──────── INPUT RECORDS ────────

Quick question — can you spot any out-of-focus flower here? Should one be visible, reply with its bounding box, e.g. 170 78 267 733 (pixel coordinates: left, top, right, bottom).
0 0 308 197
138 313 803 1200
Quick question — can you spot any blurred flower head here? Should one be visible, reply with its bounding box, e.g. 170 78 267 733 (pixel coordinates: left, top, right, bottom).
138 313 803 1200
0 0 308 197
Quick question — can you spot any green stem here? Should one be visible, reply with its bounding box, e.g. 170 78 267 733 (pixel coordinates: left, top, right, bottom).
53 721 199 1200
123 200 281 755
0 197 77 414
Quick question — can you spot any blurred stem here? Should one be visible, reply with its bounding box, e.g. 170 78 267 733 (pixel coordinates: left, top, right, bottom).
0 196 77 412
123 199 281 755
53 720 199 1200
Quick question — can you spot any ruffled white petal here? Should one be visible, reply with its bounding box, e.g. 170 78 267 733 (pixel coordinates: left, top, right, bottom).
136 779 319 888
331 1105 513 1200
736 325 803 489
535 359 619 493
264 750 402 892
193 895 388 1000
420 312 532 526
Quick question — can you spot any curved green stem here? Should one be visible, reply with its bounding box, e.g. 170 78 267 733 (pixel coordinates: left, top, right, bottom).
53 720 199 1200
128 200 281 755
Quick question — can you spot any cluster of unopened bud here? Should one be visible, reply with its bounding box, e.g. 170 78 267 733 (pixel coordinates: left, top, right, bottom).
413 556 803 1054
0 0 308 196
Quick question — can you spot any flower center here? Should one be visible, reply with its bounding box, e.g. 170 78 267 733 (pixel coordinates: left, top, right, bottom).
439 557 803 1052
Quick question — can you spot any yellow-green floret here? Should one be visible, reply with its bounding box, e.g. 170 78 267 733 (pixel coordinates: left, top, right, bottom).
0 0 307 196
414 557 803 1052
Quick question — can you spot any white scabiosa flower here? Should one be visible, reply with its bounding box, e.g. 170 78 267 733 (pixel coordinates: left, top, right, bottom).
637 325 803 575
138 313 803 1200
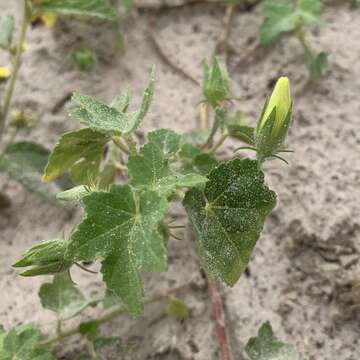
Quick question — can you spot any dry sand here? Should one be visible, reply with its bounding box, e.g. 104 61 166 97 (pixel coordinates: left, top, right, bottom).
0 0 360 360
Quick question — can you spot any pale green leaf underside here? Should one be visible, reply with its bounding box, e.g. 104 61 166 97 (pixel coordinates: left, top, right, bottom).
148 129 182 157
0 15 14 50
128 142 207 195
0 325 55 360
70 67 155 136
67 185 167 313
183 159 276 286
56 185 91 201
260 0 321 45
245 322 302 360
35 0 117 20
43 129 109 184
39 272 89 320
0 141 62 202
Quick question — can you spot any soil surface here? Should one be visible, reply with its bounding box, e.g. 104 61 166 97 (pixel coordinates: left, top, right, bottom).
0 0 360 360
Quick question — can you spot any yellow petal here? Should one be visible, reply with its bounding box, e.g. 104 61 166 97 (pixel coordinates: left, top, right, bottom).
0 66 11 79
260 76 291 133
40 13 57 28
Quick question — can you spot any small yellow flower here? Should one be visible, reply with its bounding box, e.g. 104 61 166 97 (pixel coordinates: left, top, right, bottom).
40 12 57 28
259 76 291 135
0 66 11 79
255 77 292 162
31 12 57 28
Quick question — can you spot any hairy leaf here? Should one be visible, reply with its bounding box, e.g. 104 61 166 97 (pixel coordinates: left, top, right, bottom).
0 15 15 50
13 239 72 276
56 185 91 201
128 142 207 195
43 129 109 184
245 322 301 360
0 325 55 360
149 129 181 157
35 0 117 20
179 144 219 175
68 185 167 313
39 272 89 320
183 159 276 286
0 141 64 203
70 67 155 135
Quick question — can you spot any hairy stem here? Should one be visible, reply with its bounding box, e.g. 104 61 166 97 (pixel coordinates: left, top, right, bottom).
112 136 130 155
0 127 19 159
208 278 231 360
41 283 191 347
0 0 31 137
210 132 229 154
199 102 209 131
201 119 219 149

────────
──────── INPUT RECORDS ────────

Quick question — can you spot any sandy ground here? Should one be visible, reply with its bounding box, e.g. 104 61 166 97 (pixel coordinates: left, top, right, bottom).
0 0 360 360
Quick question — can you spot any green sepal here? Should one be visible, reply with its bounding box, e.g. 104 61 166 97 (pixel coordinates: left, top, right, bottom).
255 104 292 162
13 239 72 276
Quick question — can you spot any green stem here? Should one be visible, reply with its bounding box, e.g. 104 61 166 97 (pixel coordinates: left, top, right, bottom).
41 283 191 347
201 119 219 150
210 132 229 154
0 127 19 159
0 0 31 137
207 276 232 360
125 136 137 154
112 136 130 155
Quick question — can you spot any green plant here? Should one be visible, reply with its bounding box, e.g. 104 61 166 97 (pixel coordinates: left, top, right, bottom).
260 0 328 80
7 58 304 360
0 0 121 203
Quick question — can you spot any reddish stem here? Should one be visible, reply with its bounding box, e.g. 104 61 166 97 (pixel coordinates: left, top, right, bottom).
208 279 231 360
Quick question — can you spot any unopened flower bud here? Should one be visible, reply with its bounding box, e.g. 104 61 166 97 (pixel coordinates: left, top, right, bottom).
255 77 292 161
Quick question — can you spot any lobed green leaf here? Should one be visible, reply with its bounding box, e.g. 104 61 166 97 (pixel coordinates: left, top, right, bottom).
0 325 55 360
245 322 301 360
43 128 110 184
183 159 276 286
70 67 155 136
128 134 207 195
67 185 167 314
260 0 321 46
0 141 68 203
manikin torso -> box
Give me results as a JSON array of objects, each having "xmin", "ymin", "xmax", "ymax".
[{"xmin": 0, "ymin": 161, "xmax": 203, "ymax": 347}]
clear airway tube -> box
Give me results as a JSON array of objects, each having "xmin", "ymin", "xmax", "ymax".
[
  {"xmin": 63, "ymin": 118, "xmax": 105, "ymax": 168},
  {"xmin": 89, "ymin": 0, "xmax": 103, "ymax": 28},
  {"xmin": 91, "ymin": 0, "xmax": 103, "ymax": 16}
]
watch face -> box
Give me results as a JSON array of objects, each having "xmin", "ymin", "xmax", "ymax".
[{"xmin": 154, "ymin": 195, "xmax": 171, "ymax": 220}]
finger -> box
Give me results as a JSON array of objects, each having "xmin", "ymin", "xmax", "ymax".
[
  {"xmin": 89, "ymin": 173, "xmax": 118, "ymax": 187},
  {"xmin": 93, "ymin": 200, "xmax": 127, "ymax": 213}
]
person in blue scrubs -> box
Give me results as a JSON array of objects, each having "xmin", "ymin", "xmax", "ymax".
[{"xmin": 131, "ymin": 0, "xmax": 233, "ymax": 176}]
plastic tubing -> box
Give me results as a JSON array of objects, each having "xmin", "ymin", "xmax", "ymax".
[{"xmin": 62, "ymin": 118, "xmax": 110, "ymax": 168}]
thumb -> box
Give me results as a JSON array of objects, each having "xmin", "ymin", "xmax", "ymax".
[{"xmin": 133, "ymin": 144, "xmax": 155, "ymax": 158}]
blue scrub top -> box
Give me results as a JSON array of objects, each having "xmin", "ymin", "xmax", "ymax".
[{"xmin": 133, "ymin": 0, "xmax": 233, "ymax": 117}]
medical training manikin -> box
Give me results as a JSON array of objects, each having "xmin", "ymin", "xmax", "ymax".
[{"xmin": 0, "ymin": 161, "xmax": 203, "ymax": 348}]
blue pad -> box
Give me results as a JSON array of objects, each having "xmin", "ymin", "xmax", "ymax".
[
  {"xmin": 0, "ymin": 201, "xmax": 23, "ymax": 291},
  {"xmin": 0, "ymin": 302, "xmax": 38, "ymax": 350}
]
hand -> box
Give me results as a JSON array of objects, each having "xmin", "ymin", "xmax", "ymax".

────────
──────── INPUT RECORDS ────────

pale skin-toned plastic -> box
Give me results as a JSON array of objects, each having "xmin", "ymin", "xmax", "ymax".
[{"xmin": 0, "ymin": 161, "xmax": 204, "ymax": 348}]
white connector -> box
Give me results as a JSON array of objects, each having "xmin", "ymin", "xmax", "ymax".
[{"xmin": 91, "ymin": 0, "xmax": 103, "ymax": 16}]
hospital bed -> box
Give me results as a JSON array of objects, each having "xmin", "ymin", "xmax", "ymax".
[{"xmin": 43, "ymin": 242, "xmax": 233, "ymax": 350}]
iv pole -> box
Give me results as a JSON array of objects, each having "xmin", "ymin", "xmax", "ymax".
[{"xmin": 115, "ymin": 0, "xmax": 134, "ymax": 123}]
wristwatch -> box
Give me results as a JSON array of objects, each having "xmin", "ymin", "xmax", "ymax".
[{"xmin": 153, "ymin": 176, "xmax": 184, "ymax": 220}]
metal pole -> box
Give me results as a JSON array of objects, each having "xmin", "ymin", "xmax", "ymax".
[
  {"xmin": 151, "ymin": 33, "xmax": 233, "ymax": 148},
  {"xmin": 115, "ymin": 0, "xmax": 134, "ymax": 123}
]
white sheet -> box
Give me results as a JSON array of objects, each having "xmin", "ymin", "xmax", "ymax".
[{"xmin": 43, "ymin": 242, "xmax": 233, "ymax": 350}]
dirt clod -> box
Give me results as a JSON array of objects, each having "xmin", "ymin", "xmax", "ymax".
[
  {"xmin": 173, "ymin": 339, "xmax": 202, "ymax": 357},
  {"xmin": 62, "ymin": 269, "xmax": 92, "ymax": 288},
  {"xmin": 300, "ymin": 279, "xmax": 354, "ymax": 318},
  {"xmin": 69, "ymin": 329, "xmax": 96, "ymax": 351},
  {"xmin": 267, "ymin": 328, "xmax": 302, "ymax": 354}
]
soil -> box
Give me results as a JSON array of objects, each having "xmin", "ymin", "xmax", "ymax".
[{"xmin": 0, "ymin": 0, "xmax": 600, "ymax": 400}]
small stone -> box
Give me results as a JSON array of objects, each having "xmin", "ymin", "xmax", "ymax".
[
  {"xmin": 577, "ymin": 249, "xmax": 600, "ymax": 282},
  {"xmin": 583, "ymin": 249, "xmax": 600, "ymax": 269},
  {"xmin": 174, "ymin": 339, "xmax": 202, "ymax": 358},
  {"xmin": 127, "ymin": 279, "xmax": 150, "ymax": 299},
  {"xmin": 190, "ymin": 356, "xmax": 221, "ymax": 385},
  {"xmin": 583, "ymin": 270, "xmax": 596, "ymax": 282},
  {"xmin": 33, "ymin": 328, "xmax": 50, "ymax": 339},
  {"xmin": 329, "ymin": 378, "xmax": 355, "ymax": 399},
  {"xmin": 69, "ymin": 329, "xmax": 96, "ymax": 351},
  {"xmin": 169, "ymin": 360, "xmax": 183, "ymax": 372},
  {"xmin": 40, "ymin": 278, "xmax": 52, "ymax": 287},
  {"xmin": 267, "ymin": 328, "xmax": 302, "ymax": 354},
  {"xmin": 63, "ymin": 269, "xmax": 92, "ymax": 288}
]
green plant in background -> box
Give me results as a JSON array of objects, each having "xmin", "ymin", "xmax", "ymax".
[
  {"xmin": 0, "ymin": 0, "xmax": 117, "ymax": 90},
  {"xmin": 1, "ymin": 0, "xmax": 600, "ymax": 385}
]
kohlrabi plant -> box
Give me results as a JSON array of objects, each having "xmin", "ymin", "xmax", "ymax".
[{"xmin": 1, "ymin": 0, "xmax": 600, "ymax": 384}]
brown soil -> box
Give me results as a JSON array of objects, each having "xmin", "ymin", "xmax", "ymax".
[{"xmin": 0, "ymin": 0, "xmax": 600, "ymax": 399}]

────────

* [TASK] Return every line of the records above that contains the string "plant". Case counts, so match only that exact capitalization.

* [SOLUTION FOR THIS PROBLEM]
Quick question — can you spot any green plant here? Should one be visible, reply with its bounding box, e.g. 104 61 166 97 (pixel coordinates: left, top, right, bottom).
green plant in background -> box
kohlrabi plant -> box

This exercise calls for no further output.